▸ AIM
Starting at the line containing "[locate] road lane" and ending at the last line, rewrite those lines, requests included, and offset every x and y coordinate in the answers by adding 105.

::::

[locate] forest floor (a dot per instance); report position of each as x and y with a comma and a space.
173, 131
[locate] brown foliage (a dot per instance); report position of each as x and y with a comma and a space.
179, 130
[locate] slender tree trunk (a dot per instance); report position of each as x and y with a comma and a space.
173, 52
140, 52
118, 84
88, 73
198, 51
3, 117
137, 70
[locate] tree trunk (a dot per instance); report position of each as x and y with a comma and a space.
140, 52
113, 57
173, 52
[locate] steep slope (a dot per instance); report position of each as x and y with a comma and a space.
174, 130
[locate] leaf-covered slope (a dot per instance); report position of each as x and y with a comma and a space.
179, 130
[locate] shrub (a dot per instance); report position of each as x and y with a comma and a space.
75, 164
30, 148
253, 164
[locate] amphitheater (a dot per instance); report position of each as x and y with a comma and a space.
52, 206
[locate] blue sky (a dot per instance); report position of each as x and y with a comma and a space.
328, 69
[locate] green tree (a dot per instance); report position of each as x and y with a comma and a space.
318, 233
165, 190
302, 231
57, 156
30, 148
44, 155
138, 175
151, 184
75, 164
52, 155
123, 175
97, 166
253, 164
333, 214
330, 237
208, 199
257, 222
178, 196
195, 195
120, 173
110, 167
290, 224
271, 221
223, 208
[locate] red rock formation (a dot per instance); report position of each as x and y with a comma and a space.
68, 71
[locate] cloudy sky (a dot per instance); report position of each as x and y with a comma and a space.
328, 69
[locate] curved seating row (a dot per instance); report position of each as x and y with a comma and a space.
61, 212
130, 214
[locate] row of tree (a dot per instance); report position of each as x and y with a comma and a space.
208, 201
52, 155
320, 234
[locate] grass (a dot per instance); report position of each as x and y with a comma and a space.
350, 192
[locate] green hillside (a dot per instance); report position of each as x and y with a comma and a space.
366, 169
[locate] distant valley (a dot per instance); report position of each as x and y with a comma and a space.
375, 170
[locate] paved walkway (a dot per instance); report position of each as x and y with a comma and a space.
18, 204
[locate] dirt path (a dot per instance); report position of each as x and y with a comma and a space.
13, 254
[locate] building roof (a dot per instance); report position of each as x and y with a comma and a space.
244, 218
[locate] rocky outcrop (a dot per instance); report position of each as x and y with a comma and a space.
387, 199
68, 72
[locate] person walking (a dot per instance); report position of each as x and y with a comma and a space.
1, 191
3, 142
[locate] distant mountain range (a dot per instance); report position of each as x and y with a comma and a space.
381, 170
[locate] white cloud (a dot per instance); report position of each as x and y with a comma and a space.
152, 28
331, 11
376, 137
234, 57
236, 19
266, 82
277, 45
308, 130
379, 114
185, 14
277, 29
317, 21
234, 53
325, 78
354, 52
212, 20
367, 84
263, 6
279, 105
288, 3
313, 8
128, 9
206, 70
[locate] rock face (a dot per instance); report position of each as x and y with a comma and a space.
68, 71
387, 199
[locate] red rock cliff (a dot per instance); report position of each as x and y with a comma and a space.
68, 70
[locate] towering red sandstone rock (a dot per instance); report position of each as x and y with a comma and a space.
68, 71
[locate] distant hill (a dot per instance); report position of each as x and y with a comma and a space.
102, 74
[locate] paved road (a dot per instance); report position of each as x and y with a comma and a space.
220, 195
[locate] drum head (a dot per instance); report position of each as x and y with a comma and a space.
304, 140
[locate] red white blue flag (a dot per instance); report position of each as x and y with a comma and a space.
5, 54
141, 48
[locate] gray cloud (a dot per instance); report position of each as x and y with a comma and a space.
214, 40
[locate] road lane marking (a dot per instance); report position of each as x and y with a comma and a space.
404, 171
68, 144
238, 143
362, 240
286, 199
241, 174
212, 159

::::

▸ ANSWER FOR THE TASK
[locate] road lane marking (a dot per instance); report position of each as x and y with a comma and a space.
509, 276
173, 249
343, 248
467, 345
391, 304
346, 279
317, 264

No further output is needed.